++++ Zitierter Textauszug

Ein früheres Gedicht mit dem Titel „Rückkehr“, im zweiten Gedichtband „Rückkehr der Schiffe“ veröffentlicht, thematisiert eine ganz ähnliche Erfahrung:
Meine Füße wunderten sich
daß neben ihnen Füße gingen
die sich nicht wunderten.
…
Am Haus meiner Kindheit blühte
im Februar
der Mandelbaum.
Ich hatte geträumt,
er werde blühen.
Tatsächlich habe bei ihrem ersten Besuch in ihrer Heimatstadt Köln dieser Mandelbaum noch gestanden. Man kann sich ihre Freude darüber vorstellen, einen lieben Gefährten aus Kindertagen wieder zu sehen.
„Heute stehen an dem Platz, wo der Mandelbaum blühte, Mülltonnen“, sagt Hilde Domin mit ein bisschen Wehmut, aber doch auch mit dem ihr eigenen Schuss Realitätssinn, der sie nie sentimental werden lässt.

++++++++

_Aufgaben_.
1/ Was steht laut dem Text über Hilde Domin heute an dem Platz, wo der Mandelbaum blühte?
2/ Schreib den Text über Hilde Domin nach seinem letzten Satz weiter.
Die Einträge braucht man hier nicht.

++++ Bereitgestellte Daten

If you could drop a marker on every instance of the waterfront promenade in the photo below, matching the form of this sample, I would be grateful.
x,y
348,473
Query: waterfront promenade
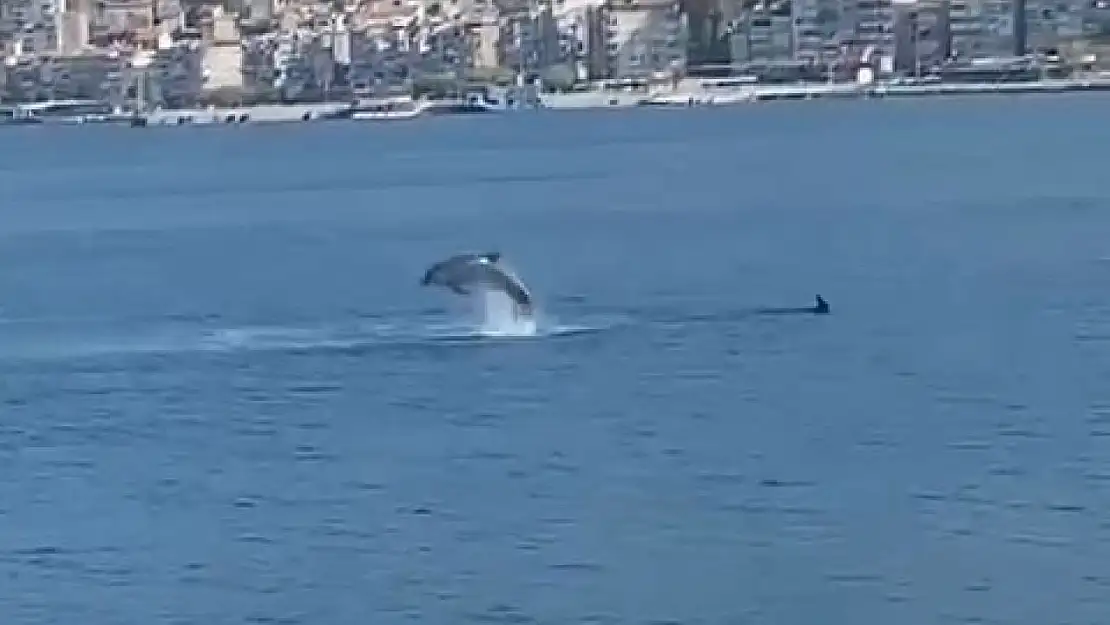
x,y
685,94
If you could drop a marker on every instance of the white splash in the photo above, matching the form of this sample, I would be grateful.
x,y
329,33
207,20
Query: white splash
x,y
500,318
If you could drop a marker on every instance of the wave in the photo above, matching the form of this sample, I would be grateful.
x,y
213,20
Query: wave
x,y
57,342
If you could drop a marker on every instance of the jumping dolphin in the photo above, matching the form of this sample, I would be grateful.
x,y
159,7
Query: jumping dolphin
x,y
819,308
462,272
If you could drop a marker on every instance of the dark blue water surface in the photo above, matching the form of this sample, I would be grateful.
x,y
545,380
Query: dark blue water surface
x,y
226,400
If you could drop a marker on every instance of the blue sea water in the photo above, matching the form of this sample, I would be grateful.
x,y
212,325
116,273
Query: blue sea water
x,y
224,397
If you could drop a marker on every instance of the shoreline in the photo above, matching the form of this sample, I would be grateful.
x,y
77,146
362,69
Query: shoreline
x,y
686,96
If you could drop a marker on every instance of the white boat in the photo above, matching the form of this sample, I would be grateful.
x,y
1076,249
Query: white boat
x,y
400,108
72,111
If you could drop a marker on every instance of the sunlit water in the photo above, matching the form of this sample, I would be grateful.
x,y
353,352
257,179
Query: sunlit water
x,y
225,400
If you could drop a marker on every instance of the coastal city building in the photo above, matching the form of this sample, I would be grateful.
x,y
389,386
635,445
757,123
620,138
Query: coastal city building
x,y
184,52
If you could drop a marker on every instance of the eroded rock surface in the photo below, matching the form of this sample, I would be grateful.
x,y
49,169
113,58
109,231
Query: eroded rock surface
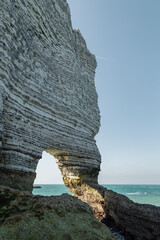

++++++++

_Antworten je Aufgabe_.
1/ Mülltonnen.

2/
„Ja, vieles hat sich verändert“, erzählt sie weiter. „Die Riehler Straße hatte zu meiner Zeit große Bäume in der Mitte zwischen den Fahrbahnen und darunter eine wunderbare Fußgängerzone. Natürlich war auch der Gehweg viel breiter vor den Häusern und auf dem Gartentörchen konnten mein Bruder und ich hin und her schwingen.“
Heute gibt es auf der Riehler Straße nur noch einen schmalen Grünstreifen, gerade breit genug, um Halt zu machen beim Überqueren der breiten Straße mit ihrem dreispurig vorüberrauschenden Verkehr. Das Gartentörchen existiert nicht mehr. Aber immerhin noch das Haus ihrer Geburt und Kindheit in der Riehler Straße 23. Sogar die alte Haustür ist noch vorhanden. Auch die Fassade des im historistischen Stil erbauten Hauses hat unbeschadet den Krieg überstanden. Nur die Häuser auf der gegenüberliegenden Straßenseite wurden zerbombt. Heute befindet sich an der Ecke Sedanstraße eine Tankstelle.
Vorhanden ist auch noch das Oberlandesgericht, nicht weit entfernt von Hilde Domins Geburtshaus, in dem der Vater als Rechtsanwalt des öfteren bei Prozessen tätig war – er führte vorwiegend Zivilprozesse – und zu denen ihn die kleine Hilde manchmal begleiten durfte.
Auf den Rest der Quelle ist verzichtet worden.